- Annotation dataset entries
+ + + + +

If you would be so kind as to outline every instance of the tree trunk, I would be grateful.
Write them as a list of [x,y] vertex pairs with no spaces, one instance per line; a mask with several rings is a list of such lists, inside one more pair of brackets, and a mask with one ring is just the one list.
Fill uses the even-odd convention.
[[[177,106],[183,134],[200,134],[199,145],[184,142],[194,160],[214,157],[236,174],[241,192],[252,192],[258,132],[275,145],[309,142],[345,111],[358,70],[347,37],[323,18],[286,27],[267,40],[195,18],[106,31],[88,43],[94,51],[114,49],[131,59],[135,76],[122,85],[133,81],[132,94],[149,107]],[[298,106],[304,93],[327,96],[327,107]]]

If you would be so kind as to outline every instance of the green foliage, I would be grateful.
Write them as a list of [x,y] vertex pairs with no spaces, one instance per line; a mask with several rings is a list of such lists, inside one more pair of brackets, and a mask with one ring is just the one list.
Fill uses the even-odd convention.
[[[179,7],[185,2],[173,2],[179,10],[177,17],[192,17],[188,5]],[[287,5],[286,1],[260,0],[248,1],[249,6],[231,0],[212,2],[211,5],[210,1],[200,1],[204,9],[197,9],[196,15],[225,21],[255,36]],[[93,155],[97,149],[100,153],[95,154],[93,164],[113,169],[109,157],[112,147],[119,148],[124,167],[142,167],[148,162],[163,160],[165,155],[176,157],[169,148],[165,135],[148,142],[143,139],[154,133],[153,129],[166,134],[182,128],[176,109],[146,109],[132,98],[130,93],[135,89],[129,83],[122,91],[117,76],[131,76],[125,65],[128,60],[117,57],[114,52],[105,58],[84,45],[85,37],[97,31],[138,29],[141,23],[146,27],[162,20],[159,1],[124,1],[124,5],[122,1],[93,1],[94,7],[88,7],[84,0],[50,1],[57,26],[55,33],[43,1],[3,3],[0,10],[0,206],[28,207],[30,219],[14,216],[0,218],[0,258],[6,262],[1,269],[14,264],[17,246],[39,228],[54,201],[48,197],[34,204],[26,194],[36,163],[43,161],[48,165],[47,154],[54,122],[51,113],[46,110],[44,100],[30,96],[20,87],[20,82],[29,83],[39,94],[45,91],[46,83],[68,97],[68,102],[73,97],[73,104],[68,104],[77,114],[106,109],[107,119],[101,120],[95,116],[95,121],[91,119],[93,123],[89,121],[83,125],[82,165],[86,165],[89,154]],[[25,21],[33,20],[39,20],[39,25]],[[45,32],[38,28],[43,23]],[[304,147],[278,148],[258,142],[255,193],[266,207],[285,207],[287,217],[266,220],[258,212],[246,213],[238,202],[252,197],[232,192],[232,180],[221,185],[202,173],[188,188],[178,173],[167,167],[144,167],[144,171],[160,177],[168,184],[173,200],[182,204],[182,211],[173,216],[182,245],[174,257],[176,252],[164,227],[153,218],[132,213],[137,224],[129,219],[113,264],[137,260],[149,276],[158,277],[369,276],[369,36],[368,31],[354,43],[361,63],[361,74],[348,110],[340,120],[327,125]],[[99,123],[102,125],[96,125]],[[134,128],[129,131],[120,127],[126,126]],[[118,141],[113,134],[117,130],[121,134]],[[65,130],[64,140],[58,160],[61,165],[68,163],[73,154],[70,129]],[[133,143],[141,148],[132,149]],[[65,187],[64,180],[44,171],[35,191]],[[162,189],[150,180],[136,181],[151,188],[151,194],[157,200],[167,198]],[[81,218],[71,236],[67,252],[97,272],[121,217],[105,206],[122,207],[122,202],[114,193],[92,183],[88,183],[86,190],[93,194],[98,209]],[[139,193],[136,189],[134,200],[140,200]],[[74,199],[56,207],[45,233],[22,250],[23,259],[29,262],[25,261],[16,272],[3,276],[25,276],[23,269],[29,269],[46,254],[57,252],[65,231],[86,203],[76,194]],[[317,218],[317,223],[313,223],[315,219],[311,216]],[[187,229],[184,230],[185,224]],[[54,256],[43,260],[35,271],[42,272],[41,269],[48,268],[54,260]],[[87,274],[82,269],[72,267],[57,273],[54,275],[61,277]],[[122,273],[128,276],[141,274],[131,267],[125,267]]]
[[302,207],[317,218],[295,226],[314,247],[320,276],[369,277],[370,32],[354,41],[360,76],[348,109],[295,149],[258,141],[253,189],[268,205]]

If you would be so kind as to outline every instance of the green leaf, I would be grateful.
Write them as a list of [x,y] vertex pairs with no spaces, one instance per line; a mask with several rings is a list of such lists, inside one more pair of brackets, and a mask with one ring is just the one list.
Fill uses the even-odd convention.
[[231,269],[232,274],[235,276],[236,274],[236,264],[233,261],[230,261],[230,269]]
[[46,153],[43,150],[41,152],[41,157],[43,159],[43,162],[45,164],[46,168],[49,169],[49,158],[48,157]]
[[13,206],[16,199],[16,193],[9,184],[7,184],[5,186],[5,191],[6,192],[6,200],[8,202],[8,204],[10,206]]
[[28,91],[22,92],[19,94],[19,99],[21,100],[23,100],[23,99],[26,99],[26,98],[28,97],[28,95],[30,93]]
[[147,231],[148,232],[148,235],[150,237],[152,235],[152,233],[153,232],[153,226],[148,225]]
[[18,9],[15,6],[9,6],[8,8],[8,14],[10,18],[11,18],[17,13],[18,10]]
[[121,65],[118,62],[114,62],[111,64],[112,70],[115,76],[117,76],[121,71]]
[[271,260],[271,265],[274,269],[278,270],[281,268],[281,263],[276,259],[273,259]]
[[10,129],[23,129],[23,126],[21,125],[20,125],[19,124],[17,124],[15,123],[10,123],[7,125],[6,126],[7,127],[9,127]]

+ + + + +

Return each line of the records that contains the string "every", copied in full.

- RESPONSE TO THIS TASK
If you would be so kind as to outline every instance of the tree trunk, I would be grateful.
If you would be so kind as to outline every instance of the green foliage, I would be grateful.
If you would be so kind as to outline every instance of the green leaf, I would be grateful.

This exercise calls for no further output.